(A block of data)
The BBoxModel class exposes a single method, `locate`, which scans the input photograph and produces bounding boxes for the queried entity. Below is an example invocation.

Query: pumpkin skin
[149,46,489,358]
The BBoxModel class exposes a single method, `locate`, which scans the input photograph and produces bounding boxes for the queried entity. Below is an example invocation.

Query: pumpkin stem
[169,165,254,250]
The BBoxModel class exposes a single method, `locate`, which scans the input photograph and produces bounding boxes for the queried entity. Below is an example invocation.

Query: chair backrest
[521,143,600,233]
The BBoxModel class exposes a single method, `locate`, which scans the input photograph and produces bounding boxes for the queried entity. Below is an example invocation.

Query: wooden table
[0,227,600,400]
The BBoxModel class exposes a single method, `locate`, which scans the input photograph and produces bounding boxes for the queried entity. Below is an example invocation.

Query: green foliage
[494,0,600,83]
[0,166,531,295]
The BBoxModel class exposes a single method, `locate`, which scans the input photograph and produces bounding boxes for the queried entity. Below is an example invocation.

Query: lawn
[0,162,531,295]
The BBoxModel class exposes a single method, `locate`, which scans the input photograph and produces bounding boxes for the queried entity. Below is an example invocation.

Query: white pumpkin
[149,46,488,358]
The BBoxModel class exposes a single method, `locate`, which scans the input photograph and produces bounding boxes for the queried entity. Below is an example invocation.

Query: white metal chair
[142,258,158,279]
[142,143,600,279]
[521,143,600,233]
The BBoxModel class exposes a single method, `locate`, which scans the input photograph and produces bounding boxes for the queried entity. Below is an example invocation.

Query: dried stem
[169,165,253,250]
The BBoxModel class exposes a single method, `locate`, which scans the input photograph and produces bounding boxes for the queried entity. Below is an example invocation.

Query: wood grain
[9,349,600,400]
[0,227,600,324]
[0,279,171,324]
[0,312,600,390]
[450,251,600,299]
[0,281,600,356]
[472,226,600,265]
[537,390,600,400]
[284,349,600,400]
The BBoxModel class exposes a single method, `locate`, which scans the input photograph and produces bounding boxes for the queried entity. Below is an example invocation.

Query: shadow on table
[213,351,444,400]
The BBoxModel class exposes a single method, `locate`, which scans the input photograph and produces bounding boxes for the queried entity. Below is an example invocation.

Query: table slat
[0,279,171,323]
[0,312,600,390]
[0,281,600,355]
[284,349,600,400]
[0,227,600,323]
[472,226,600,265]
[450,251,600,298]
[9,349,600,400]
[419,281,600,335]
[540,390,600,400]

▶ _What you should do_
Pick out each line of the data above that contains the word "stem", and copy those lines out unchanged.

▶ _Result below_
Query: pumpkin stem
Query: dried stem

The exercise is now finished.